* WRITTEN PROBLEM *
In the source text on the technoprogressive ideal, what meaning is given for the label homo sapiens?

* SOURCE TEXT *
_ _ _ _

But that’s not all. After subduing nature and trampling so much of her beauty, we gain a dawning awareness that having dominion over the Earth is maybe not such a good idea after all. Playing nice with Gaia might in the long run turn out better.
So, we renounce our profligate ways, look toward renewable sources of energy and sustainable lifestyles, and seek to make amends for the great damage we have done. We are growing, maturing, taking responsibility for our actions and attitudes.
All this is good and commendable. We may yet deserve our self-claimed label of homo sapiens—“wise man”—although we have a long way to go.
There’s only one big problem, namely that “life sucks and then you die.” It still sucks for most of us, and we still all die!
But, aha, it doesn’t have to be that way.
If we have proven anything in the last 10,000 years of advancing civilization, and especially in the last 300 years of the scientific era, we have shown an ability—indeed a compulsion—to kick against the pricks, no matter how painful that might be, until we break free from whatever bonds held us down. We will not be satisfied with the status quo. Life can be better, and we can make it so.
We can have more freedom, more equality, more solidarity. We can do more to reduce suffering, increase education, and provide abundant opportunities for all. We can use our intelligence, our creativity, our learning, and our technology to improve on things as they are. We can, we must, and we will.
Today we are finally approaching the very real potential of overcoming the greatest limitations that existence has placed upon us. We are beginning to see the glimmers of significant life extension, of healthspans that could cover centuries, if not eons. Our rapidly accelerating technological prowess may soon enable substantial reengineering of the human condition and such radical augmentation of our bodies and ourselves that we may no longer be recognizably human, but will have attained a state of transhumanity or even posthumanity.
This is the technoprogressive ideal: that we take responsibility and make ourselves better than we are, the best that we can be, not only for ourselves but for all our human sisters and brothers and for all our earthly flora and fauna relatives. E pluribus optimus, if you will.

_ _ _ _

* GIVEN ENTRIES *
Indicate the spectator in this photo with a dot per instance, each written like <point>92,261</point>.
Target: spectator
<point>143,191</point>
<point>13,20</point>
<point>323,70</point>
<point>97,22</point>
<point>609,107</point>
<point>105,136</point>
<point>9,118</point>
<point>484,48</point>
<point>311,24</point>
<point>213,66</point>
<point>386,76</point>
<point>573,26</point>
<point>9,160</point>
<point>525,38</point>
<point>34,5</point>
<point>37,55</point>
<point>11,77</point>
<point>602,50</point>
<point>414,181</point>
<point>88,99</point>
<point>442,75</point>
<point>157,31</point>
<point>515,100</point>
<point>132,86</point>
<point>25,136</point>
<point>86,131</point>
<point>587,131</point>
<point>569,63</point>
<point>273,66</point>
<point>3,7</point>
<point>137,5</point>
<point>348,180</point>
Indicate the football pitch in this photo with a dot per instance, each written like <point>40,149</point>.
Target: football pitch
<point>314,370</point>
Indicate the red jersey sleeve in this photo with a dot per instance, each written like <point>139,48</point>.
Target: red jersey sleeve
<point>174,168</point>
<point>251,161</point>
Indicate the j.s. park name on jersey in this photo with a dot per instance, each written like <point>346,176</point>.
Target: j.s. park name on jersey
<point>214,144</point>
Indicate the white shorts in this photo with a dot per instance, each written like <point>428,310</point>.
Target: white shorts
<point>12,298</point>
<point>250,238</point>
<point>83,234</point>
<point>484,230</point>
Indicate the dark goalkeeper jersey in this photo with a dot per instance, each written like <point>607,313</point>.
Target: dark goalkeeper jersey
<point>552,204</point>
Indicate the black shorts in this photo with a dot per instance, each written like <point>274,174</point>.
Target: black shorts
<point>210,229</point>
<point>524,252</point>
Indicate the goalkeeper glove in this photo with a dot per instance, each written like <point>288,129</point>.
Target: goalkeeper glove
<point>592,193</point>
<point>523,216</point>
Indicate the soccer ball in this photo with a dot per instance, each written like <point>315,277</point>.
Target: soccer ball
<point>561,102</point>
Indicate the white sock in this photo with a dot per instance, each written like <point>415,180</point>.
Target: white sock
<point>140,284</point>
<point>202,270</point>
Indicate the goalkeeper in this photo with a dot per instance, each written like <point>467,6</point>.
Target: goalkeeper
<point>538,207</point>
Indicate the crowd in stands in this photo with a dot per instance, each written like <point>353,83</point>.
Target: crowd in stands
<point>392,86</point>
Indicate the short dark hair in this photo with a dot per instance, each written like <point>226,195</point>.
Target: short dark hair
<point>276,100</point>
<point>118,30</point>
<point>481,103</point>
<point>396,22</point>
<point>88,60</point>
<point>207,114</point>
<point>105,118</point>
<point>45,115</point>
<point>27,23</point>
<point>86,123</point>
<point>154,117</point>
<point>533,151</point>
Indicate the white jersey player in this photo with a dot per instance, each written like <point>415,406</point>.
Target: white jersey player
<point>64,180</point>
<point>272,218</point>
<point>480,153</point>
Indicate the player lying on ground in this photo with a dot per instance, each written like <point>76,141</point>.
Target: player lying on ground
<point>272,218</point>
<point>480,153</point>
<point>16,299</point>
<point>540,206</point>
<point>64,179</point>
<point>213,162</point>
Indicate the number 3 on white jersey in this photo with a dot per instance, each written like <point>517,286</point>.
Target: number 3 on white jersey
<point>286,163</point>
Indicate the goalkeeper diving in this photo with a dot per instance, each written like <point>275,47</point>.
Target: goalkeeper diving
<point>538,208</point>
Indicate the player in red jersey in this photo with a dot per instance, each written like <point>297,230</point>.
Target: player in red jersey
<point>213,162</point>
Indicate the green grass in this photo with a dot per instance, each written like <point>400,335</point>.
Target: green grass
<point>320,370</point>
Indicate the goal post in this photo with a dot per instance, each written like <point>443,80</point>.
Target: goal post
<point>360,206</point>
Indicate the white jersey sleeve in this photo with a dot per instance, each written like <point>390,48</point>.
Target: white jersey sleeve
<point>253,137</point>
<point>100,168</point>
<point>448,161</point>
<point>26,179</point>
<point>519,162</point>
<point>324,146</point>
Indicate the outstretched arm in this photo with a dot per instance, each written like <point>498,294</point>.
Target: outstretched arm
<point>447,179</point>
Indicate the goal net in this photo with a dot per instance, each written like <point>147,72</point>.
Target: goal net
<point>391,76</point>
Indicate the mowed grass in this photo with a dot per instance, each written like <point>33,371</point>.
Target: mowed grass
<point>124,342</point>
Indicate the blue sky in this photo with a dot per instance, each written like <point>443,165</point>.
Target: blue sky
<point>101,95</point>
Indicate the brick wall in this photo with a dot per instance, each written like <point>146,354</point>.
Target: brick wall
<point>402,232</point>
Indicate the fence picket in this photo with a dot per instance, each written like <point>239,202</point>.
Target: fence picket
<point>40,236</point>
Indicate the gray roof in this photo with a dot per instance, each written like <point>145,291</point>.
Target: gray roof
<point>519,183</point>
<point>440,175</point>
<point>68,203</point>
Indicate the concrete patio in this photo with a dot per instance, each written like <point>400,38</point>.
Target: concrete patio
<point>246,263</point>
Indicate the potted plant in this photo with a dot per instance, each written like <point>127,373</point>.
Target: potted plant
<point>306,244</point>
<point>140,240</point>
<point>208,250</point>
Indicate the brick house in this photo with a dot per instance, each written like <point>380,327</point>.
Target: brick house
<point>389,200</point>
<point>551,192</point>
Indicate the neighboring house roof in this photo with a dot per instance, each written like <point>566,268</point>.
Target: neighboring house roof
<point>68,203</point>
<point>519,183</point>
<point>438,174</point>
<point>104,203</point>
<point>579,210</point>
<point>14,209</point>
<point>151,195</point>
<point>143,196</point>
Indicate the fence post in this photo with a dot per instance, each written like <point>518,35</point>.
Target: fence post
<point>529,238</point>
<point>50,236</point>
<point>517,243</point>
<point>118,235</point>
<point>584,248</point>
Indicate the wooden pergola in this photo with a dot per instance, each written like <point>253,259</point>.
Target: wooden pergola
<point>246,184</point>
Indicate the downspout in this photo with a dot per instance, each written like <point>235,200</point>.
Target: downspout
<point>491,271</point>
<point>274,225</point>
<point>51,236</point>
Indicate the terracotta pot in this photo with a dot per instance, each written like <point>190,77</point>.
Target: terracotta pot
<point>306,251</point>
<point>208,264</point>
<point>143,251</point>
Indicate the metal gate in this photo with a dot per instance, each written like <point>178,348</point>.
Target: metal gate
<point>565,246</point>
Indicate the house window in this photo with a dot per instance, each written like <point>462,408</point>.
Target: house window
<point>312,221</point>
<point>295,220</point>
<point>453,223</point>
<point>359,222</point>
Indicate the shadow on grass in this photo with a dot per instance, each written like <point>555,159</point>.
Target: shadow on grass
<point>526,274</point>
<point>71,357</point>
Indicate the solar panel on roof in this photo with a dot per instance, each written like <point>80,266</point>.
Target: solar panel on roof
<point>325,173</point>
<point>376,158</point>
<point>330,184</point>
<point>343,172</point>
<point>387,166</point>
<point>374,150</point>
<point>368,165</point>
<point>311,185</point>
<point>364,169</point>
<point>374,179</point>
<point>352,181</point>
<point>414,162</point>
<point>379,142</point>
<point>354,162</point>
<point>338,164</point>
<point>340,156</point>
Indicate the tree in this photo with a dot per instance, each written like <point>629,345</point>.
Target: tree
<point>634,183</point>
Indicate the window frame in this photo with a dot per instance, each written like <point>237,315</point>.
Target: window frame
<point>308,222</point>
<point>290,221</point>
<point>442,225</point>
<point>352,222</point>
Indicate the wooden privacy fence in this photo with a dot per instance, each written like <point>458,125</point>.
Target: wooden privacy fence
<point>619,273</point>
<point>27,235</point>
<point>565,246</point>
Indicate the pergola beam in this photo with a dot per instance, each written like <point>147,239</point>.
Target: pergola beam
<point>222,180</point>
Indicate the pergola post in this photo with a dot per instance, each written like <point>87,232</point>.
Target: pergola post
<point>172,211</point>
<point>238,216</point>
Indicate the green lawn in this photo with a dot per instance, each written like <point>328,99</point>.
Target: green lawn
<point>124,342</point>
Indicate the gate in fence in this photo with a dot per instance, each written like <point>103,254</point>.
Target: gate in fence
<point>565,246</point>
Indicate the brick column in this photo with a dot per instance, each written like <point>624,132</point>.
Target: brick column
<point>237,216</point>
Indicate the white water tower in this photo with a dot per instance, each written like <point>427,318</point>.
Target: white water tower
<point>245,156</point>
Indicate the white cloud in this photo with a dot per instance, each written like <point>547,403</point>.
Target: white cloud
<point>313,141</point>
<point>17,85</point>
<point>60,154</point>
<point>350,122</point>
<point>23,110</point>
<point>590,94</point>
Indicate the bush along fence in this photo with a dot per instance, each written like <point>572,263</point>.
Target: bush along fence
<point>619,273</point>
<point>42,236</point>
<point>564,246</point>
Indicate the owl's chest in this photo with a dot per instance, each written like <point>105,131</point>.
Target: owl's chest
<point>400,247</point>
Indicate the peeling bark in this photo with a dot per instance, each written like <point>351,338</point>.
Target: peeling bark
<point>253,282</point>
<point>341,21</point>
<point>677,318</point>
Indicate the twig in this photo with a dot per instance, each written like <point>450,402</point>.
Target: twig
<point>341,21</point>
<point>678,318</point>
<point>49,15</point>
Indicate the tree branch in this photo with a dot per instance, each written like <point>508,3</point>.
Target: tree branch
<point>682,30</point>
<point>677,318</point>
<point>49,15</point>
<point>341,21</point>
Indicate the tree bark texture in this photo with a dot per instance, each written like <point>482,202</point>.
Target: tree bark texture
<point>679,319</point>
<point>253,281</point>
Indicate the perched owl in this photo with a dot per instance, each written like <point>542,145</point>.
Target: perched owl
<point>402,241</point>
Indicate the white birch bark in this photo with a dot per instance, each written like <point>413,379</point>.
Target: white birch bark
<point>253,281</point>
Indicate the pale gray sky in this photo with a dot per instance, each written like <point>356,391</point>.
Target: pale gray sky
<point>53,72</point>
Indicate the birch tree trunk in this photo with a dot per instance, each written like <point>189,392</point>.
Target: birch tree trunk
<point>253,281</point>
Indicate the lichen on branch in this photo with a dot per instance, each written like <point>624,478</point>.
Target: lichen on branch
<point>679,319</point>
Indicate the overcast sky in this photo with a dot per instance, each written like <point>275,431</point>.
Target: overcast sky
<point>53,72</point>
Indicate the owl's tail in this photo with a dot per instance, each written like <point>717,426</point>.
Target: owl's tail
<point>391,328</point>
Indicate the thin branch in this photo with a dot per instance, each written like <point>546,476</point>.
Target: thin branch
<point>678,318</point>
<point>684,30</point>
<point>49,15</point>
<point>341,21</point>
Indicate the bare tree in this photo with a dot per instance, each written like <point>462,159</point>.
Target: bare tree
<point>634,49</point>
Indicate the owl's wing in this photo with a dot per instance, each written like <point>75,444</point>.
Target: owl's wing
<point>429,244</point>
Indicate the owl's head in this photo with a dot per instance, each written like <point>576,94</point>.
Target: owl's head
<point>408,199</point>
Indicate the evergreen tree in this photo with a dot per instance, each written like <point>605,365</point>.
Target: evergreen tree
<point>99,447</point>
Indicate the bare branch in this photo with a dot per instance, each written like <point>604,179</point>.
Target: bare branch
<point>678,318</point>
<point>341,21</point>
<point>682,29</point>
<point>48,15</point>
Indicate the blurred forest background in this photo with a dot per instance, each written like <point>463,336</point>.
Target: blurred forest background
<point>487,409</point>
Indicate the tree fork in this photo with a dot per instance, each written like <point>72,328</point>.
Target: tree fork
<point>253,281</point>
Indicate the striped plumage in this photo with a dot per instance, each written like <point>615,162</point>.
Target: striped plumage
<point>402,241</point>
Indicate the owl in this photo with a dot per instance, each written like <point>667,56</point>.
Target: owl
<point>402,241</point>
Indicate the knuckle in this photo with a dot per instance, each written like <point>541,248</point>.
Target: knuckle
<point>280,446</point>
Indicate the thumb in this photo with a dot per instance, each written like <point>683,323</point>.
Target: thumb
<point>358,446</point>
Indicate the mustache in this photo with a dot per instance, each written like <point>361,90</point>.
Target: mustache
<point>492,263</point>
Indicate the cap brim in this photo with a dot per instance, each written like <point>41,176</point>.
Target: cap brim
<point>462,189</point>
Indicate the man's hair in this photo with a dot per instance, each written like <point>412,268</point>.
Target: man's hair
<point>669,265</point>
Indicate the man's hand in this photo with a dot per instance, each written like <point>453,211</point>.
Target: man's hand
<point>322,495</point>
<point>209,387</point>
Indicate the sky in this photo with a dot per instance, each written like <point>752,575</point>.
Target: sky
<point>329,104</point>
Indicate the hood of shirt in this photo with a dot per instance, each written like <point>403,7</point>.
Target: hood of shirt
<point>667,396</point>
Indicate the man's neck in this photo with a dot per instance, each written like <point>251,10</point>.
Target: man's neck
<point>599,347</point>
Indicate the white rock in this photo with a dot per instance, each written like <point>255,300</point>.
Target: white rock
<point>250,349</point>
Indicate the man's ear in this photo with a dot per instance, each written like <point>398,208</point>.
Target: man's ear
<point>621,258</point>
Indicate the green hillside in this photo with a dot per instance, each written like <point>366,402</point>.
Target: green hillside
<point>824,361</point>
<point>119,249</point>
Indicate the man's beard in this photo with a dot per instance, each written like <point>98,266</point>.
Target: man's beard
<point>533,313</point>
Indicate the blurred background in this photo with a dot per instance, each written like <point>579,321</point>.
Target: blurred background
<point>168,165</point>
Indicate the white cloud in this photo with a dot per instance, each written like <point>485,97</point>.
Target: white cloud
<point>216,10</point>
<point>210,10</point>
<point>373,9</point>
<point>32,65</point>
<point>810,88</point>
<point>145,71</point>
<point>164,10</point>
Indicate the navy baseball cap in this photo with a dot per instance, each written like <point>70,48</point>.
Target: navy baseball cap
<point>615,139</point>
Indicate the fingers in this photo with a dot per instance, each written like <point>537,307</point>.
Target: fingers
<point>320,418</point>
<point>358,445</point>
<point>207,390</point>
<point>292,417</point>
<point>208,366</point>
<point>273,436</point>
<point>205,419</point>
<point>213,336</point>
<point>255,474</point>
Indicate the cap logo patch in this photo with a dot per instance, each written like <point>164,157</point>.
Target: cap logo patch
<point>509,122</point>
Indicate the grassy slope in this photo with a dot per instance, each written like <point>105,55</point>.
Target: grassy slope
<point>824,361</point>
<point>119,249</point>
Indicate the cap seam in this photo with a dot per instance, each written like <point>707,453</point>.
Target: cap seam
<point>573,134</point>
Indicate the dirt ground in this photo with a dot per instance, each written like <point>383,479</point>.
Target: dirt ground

_ _ _ _

* TASK RESULT *
"Wise man."